Mark has been mulling over Pericles for years (he first worked on it in Florence some time ago) and is drawing on his most trusted team of designers to viscerally re-imagine the story. Doug Stein and Peter Ksander are back working on sets with us, as well as Bradley King and our longtime colleagues Meg Neville and Jake Rodriguez. The wonderful Anita Carey makes her Berkeley Rep debut, leading an ensemble that has been assembled specifically to present this work in what I’m certain will be a fresh way and startling way. It’s great to welcome them all to Berkeley, a city that has a long history of being a safe home for those seeking to blow their own minds.
Prologue: from the Managing Director
I have the feeling that humans are hardwired to live in constant conflict between what we want and what we cannot have. We want constancy yet we live in a fluid world. We strive for order yet the world is chaotic. We want assurance and yet we coexist with the unexpected. Until I had a child I believed that to be human was to be endlessly curious. But after being asked to read Are You My Mother? for the umpteenth time, I had to recognize that my son’s desire for the familiar retelling of the same story was not a reflection of his lack of imagination but a deeply human need for pattern recognition, affirmation of anticipated actions and the comfort of knowing how the story will end.
As Berkeley Rep audiences know, when you walk through the doors on Addison Street, we do everything we can to upend all that! Among our goals is the pleasure of surprise, of unsettling one’s balance, of creating ambiguity and confounding expectations. We do that with our choice of plays. And we reinforce that impulse in small, more subtle ways. We frequently discuss, in staff meetings, how much information to give to you, our audience, prior to your arrival. At issue in these discussions is not transparency. We’ve come to realize that, not surprisingly, there is a strong correlation between the amount of context we provide for you and the quality of your experience. The issue of how much information is, rather, a matter of how much we share before we’ve lost the ability to surprise you. How “safe” should we make your experience?
We have been asked to provide all sorts of warnings, including smoking, drug use, references to death and uses of foul language. The list is actually quite extensive. And as you’ve observed, Berkeley Rep has steadfastly remained almost entirely a warning-free theatre. Except as it pertains to health risks, we resist the impulse to warn you of the myriad threats to your psychic well-being in this theatre. We do, for the squeamish, retain an up-to-date accounting of every risk we can imagine. The more cautious in our audience are always welcome to call our box office to find out exactly how many times the F-bomb is dropped in any given production, or whether anyone disrobes, or dies.

- _Given request 1_:
In the Berkeley Rep passage, where did Mark first work on Pericles?

- _Supplied data_:
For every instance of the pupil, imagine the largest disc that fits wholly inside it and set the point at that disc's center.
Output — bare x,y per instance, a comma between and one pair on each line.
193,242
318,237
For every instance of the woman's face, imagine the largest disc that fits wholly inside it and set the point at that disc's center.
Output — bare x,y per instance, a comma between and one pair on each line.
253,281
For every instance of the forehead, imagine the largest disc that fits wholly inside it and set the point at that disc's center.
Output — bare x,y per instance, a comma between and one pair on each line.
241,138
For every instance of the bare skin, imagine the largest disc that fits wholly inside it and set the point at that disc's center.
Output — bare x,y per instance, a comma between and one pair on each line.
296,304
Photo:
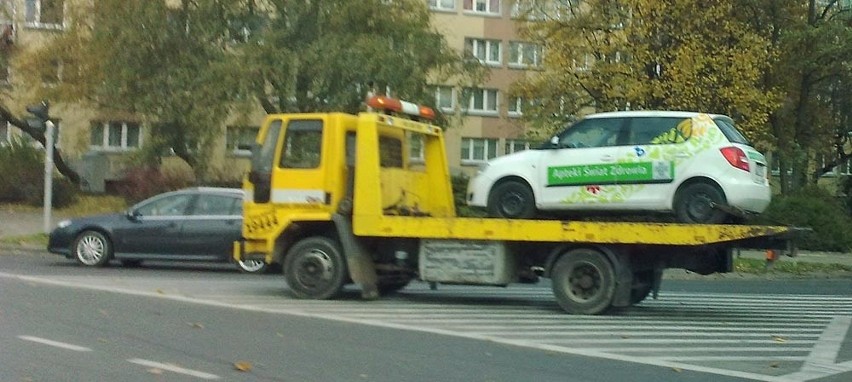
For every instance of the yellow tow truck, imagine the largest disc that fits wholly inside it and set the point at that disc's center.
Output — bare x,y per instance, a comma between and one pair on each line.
337,198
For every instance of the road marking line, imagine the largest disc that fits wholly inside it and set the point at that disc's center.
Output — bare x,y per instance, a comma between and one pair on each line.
821,362
173,368
58,344
306,311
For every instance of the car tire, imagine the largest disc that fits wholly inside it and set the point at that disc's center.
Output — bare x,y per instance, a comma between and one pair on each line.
694,204
252,266
315,268
92,248
512,200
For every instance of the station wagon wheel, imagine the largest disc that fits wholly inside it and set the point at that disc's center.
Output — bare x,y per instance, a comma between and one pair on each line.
583,281
252,266
315,268
511,199
695,203
92,248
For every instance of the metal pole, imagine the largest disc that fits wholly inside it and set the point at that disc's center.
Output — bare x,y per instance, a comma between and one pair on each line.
48,173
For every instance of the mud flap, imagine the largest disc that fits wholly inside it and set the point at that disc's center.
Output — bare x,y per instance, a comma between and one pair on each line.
361,267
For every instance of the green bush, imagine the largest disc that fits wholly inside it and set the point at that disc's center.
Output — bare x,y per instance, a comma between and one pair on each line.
22,166
817,209
142,182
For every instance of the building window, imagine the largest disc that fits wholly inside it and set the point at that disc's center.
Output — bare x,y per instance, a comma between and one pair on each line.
45,13
4,72
475,150
486,51
523,54
115,135
515,145
481,101
5,133
442,5
445,98
483,6
515,106
239,139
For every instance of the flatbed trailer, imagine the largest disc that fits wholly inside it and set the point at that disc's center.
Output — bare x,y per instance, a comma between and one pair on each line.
336,198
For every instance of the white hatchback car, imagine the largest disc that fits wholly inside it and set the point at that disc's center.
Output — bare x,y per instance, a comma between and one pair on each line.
697,166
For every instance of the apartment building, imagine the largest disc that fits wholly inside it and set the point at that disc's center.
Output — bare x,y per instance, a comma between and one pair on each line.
96,142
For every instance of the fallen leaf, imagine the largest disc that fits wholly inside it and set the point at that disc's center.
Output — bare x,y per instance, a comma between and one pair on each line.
242,365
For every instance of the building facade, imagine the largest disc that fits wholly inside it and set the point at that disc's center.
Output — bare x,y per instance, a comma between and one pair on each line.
97,143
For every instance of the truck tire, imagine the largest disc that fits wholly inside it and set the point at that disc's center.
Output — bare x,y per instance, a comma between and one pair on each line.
513,200
315,268
694,204
583,281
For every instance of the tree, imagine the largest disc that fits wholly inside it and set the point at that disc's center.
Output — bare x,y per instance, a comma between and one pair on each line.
648,54
327,55
184,67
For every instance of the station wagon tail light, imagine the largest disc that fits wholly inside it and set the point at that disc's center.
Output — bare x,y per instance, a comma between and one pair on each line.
399,106
736,157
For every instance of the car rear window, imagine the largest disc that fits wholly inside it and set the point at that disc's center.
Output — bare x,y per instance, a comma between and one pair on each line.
731,132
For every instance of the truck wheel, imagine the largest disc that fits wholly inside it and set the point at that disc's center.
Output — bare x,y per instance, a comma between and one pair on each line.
315,268
694,204
513,200
92,249
583,282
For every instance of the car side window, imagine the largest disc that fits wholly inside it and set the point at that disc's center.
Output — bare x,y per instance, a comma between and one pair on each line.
653,130
594,132
172,205
218,205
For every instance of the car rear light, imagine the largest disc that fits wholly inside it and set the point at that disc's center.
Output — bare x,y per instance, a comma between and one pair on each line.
736,157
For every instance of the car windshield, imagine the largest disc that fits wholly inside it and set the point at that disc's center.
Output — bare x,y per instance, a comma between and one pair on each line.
731,132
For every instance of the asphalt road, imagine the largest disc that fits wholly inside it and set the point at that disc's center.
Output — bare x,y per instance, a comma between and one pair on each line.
179,322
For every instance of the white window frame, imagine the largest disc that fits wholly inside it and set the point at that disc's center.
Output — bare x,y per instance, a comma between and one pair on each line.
511,146
234,147
105,139
441,97
469,143
482,6
514,108
34,19
490,99
5,133
442,5
488,49
521,50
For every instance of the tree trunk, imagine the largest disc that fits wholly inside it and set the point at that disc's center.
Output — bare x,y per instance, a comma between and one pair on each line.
59,162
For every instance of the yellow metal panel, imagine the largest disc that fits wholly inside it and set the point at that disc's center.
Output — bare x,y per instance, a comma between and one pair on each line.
557,231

- _Given request 2_:
Please gather every line of the rows that contains the word "white".

- _Reply 1_:
In Florence.

- _Reply 2_:
For every instance of the white hatchback car, imagine the largest disc that fits wholly inside it and set the point at that disc's center.
For every instance of the white window frame, imagine the largest disc that fits wholly inside it and set the point at that disc's center.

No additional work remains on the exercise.